* _STATED EXERCISE_
Reproduce each of the records below line for line, with no changes.

++++ RECORDS SHOWN ++++

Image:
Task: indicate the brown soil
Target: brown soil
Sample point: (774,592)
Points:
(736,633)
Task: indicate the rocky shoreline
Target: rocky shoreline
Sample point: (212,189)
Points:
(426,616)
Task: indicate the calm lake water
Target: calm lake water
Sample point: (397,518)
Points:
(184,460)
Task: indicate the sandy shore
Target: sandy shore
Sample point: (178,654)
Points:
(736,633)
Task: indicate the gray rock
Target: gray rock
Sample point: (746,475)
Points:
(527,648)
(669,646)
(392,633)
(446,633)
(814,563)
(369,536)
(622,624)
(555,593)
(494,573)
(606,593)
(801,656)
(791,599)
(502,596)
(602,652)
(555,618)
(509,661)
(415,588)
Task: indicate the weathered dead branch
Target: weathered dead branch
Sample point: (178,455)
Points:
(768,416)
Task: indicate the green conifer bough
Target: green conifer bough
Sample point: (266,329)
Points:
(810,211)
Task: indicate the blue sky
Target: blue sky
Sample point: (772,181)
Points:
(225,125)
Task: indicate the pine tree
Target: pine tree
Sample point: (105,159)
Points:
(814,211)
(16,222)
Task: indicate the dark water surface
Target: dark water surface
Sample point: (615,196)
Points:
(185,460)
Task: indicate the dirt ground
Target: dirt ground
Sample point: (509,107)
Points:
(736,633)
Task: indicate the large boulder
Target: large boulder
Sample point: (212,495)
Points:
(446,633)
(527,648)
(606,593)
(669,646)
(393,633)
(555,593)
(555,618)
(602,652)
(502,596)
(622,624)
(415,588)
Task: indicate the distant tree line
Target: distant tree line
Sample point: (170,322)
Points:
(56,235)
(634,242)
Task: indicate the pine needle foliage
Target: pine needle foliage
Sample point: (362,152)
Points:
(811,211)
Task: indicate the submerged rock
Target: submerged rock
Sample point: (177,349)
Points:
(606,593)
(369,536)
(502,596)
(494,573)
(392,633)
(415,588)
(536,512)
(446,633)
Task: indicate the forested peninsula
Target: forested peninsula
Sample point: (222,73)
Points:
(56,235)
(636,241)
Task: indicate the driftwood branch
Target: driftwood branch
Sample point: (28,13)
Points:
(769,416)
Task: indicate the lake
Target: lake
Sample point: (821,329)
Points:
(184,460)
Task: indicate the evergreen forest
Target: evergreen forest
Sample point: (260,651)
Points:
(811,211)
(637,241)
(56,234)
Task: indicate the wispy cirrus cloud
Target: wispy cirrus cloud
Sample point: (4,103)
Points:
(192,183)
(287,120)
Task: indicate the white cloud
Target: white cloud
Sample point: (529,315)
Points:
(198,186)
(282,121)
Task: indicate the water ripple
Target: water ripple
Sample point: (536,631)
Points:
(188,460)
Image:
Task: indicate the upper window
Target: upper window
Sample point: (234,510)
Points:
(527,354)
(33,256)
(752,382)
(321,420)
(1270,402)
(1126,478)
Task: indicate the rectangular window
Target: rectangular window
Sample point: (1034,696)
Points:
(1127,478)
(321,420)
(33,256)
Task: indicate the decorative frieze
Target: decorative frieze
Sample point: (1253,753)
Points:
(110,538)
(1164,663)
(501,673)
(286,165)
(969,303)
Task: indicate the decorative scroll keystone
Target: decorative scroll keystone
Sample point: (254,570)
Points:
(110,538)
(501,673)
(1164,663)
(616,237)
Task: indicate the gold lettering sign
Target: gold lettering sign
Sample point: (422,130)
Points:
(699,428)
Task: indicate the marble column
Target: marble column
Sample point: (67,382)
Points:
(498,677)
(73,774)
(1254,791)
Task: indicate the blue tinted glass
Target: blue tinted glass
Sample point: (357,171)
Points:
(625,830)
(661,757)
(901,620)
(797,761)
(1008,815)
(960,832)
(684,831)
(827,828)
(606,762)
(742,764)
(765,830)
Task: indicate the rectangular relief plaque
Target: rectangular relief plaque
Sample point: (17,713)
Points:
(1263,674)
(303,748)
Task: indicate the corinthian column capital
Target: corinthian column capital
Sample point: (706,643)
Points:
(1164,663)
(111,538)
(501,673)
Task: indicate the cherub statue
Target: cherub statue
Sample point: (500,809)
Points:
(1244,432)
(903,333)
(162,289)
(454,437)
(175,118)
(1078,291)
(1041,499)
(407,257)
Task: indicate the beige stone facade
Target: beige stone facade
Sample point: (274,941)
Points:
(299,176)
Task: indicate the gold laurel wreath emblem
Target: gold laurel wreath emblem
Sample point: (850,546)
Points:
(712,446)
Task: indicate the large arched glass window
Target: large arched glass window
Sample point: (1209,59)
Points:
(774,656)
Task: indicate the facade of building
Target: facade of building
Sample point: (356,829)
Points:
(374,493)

++++

* _RESULT OF THE TASK_
Image:
Task: indicate the brown soil
Target: brown soil
Sample point: (774,592)
Points:
(736,633)
Task: indicate the rocky shoreline
Target: rocky shoreline
Sample point: (212,189)
Points:
(426,616)
Task: indicate the calm lake water
Target: calm lake water
Sample point: (397,518)
Points:
(184,460)
Task: indicate the sandy shore
Target: sandy shore
Sample point: (178,654)
Points:
(736,633)
Task: indicate the gray rock
Target: gray rock
Sample point: (746,475)
Points:
(527,648)
(669,646)
(392,633)
(446,633)
(814,563)
(369,536)
(622,624)
(555,593)
(494,573)
(606,593)
(801,656)
(791,599)
(502,596)
(602,652)
(555,618)
(509,661)
(415,588)
Task: indicate the weathered dead branch
Target: weathered dead branch
Sample point: (178,455)
Points:
(768,416)
Task: indicate the green conifer bough
Target: green conifer bough
Sample point: (266,329)
Points:
(810,211)
Task: indicate the blue sky
Target: blue sky
Sample point: (772,181)
Points:
(225,125)
Task: indicate the pine tree
Target: pine tree
Sample point: (105,159)
Points:
(814,211)
(16,222)
Task: indicate the dark water surface
Target: dark water surface
Sample point: (615,196)
Points:
(185,460)
Task: indicate the dirt ground
Target: dirt ground
Sample point: (509,107)
Points:
(736,633)
Task: indicate the large boulder
Target: large boulder
Sample point: (212,495)
Points:
(446,633)
(527,648)
(606,593)
(669,646)
(393,633)
(555,593)
(555,618)
(602,652)
(502,596)
(622,624)
(415,588)
Task: indicate the distant tree line
Target: distant tree line
Sample point: (170,322)
Points:
(56,235)
(634,242)
Task: indicate the pine needle foliage
Target: pine needle foliage
Sample point: (362,152)
Points:
(811,211)
Task: indicate the submerged rock
Target: submerged rock
Sample point: (177,349)
Points:
(606,593)
(369,536)
(502,596)
(494,573)
(392,633)
(415,588)
(536,512)
(446,633)
Task: indicate the forested peninsula
Target: forested peninsula
Sample point: (222,73)
Points:
(56,235)
(636,241)
Task: indicate the driftwood branch
Target: driftwood branch
Sample point: (28,13)
Points:
(769,416)
Task: indicate the lake
Target: lake
Sample point: (821,329)
Points:
(184,460)
Task: indicate the evergreen forest
Target: evergreen forest
Sample point: (260,651)
Points:
(811,211)
(637,241)
(56,234)
Task: indicate the wispy cirrus cloud
Target: wispy cirrus cloud
Sample point: (4,103)
Points:
(192,183)
(287,120)
Task: indicate the white cloud
Target: white cloud
Sample point: (529,315)
Points:
(198,186)
(282,121)
Task: indicate the water ripple
Target: water ripple
Sample point: (536,631)
Points:
(188,460)
Image:
Task: indicate the upper window
Target: upper window
Sample point: (234,510)
Points:
(527,354)
(33,256)
(752,382)
(321,420)
(1270,402)
(1126,478)
Task: indicate the rectangular window
Target: rectangular window
Sample point: (1034,696)
Points:
(1127,478)
(321,420)
(33,256)
Task: indicate the decorative frieze
Target: decorative frieze
Sample point: (1253,753)
Points:
(110,538)
(1164,663)
(501,673)
(286,165)
(969,303)
Task: indicate the decorative scroll keystone
Target: decorative scroll keystone
Sample point: (254,570)
Points:
(110,538)
(501,673)
(1164,663)
(616,237)
Task: indicate the gold lettering sign
Target: gold lettering sign
Sample point: (422,130)
Points:
(699,428)
Task: indicate the marble column
Target: marble column
Sample point: (67,382)
Points:
(498,677)
(73,774)
(1254,791)
Task: indicate the blue tinted glass
Target: blue tinted glass
Sample point: (357,171)
Points:
(625,830)
(661,757)
(901,620)
(797,761)
(1008,815)
(960,832)
(684,831)
(827,828)
(606,762)
(742,764)
(765,830)
Task: indicate the rectangular relief plaque
Target: rectangular relief plaque
Sample point: (17,713)
Points:
(1263,674)
(303,748)
Task: indicate the corinthian column capital
Target: corinthian column capital
Sample point: (706,643)
Points:
(1164,663)
(111,538)
(501,673)
Task: indicate the cherub statue
Target: cherub statue
Sample point: (500,809)
Points:
(1244,432)
(903,333)
(162,289)
(454,437)
(175,118)
(1078,291)
(1041,499)
(407,257)
Task: indicate the beige stone facade
Target: beige stone facade
Sample point: (274,941)
Points:
(299,176)
Task: indicate the gold laurel wreath emblem
Target: gold laurel wreath emblem
Sample point: (850,546)
Points:
(712,446)
Task: indicate the large arched glass window
Target: large arched glass window
Sample point: (1209,59)
Points:
(774,656)
Task: indicate the facade of building
Target: facade of building
Sample point: (356,829)
Points:
(374,493)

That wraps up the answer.